▶ Study material
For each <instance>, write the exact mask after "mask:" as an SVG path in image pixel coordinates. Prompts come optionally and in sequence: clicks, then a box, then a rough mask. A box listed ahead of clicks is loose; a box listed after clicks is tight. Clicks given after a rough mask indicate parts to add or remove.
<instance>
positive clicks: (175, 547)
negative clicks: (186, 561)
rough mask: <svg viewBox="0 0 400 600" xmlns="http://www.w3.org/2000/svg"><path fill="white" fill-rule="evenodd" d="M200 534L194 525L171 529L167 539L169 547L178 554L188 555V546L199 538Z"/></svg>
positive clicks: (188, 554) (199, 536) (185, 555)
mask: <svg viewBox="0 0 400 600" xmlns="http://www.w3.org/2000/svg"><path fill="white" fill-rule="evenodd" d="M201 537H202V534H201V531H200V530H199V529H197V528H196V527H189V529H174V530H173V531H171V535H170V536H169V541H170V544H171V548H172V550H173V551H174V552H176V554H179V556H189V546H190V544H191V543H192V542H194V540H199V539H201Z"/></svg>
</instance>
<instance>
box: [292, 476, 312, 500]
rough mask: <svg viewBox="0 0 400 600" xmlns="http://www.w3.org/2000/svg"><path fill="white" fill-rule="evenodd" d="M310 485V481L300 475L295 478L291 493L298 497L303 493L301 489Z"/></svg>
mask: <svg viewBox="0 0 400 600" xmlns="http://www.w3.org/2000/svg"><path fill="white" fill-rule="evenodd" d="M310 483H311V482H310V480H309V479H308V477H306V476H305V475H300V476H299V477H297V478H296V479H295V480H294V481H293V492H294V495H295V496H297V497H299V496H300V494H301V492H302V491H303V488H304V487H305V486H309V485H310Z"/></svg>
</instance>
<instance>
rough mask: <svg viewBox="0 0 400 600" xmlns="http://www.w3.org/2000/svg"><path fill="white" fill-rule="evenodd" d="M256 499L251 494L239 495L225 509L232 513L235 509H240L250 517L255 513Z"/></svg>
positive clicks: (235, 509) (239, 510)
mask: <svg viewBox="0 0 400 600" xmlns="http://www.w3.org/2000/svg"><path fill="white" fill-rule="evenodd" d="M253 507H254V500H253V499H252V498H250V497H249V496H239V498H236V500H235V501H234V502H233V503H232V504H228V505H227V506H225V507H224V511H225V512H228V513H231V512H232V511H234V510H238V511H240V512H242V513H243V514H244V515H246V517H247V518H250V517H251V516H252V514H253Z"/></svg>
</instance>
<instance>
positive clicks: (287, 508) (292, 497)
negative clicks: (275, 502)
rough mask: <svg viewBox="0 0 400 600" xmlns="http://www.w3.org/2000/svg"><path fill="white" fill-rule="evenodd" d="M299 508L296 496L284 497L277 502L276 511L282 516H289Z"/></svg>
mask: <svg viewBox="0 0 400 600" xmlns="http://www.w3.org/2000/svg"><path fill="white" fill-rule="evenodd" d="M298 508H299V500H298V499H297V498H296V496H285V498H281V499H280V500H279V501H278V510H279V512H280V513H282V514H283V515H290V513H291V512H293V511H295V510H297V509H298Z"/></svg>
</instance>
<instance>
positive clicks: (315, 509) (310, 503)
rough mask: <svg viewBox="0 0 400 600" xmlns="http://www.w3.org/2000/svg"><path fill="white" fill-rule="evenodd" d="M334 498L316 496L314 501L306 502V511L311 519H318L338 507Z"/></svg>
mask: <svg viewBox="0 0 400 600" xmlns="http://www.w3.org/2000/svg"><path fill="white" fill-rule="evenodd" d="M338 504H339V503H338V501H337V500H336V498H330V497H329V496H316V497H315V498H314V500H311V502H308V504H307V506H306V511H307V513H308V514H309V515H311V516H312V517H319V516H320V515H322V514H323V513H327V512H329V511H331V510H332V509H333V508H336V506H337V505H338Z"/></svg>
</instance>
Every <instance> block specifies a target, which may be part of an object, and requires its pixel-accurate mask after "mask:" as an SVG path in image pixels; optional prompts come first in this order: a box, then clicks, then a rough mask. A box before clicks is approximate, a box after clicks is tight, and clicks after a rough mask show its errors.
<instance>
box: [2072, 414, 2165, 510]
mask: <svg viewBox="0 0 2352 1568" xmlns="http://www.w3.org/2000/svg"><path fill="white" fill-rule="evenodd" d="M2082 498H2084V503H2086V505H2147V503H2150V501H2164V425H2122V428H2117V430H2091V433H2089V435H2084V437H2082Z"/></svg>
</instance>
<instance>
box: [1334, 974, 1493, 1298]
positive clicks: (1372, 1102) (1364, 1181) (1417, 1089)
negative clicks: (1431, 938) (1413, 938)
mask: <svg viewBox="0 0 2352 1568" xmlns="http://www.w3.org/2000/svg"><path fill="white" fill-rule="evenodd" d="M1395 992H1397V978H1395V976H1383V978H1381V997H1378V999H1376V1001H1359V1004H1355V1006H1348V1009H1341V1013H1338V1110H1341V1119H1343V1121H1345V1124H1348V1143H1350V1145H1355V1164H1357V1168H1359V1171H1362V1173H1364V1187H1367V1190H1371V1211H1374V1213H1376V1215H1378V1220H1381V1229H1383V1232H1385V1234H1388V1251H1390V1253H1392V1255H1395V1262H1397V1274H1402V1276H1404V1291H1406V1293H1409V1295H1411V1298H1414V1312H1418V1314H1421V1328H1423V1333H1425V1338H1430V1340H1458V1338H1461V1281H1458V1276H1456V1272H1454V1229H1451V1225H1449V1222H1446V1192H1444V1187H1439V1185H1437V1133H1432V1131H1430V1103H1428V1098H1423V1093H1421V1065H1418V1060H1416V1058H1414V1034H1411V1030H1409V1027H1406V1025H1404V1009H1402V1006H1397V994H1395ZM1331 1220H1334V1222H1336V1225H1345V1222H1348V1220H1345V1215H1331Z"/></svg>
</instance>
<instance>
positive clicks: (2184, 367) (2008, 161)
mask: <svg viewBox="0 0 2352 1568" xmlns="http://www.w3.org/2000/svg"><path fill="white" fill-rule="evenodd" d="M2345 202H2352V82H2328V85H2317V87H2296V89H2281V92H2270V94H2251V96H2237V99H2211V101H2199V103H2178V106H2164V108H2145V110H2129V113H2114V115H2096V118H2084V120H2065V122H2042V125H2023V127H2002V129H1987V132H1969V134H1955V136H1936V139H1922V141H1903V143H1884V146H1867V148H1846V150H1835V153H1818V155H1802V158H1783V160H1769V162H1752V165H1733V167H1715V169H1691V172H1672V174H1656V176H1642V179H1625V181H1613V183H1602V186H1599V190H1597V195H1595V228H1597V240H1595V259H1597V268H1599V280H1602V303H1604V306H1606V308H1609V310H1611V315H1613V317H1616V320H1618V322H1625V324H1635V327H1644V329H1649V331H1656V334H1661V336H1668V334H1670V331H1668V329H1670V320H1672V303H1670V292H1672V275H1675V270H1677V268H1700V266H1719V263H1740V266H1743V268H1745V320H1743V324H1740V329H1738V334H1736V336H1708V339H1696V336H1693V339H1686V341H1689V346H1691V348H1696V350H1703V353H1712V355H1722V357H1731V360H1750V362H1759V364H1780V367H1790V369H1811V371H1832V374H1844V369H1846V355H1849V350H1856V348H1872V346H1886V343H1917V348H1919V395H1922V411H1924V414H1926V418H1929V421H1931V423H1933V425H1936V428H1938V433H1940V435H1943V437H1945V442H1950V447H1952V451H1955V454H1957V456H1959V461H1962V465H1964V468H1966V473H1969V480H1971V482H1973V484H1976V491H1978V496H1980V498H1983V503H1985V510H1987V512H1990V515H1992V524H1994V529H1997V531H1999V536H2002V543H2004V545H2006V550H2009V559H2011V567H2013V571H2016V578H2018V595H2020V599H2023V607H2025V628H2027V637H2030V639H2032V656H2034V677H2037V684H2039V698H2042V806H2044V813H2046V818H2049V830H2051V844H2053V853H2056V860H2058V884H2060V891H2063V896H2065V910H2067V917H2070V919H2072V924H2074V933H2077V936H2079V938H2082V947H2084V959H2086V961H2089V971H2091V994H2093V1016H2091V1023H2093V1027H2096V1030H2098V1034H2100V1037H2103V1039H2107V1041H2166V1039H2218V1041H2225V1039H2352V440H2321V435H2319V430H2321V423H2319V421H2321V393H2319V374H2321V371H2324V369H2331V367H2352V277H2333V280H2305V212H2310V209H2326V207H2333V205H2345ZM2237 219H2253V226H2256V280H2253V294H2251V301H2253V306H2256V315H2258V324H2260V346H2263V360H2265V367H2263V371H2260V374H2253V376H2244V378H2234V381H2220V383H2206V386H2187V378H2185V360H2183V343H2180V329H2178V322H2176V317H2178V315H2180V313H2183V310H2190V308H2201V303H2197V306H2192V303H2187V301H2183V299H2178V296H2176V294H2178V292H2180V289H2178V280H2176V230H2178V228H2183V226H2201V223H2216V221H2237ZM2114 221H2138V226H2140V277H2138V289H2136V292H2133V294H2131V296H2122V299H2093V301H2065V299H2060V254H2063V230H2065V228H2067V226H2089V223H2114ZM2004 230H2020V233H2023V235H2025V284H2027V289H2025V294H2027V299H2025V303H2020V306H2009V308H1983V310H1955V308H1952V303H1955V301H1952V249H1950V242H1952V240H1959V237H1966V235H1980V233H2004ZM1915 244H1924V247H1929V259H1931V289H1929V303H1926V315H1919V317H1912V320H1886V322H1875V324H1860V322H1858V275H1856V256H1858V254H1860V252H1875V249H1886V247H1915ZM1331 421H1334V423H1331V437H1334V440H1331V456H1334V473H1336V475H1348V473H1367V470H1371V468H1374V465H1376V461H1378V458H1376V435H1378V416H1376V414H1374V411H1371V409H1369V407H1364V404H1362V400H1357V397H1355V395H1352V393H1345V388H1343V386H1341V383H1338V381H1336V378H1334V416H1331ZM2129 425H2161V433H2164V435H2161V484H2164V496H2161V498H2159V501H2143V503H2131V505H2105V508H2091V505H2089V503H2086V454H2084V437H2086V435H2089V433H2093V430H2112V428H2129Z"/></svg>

▶ Exercise prompt
How many of the lines above contain the string "come"? Case counts; reply with the number alone.

▶ Result of this exercise
2